Entries supplied:
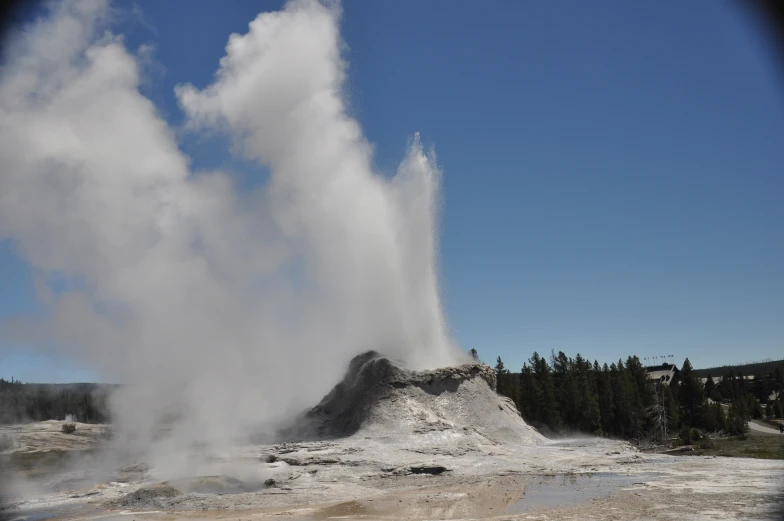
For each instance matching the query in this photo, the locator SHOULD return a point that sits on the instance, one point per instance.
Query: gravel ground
(391, 444)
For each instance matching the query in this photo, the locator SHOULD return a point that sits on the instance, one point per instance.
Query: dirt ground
(365, 479)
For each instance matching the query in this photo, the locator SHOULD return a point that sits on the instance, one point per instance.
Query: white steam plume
(229, 307)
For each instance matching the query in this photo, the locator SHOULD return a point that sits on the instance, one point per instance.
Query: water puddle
(564, 490)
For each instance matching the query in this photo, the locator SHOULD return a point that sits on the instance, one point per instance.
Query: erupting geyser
(227, 307)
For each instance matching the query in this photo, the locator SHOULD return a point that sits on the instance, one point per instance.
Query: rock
(381, 397)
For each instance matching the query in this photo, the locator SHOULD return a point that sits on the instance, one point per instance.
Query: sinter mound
(380, 398)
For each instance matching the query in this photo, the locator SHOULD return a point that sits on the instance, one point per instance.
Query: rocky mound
(154, 496)
(380, 398)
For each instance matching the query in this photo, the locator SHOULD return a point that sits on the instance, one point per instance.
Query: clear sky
(613, 171)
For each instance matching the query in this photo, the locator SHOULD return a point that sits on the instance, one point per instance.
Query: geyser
(219, 308)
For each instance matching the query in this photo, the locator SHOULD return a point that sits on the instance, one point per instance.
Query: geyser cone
(382, 399)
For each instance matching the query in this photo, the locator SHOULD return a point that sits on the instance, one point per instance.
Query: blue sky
(612, 170)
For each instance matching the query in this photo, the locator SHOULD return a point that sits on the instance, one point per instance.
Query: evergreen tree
(691, 396)
(548, 413)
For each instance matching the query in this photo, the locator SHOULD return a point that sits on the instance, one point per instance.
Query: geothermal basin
(385, 443)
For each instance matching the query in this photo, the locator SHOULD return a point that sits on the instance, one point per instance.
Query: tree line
(565, 394)
(23, 402)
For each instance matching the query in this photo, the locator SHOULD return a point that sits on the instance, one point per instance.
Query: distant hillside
(87, 402)
(763, 368)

What to work on:
Please return every line from the records above that contains the word "geyser".

Solution:
Query: erupting geyser
Query: geyser
Query: geyser cone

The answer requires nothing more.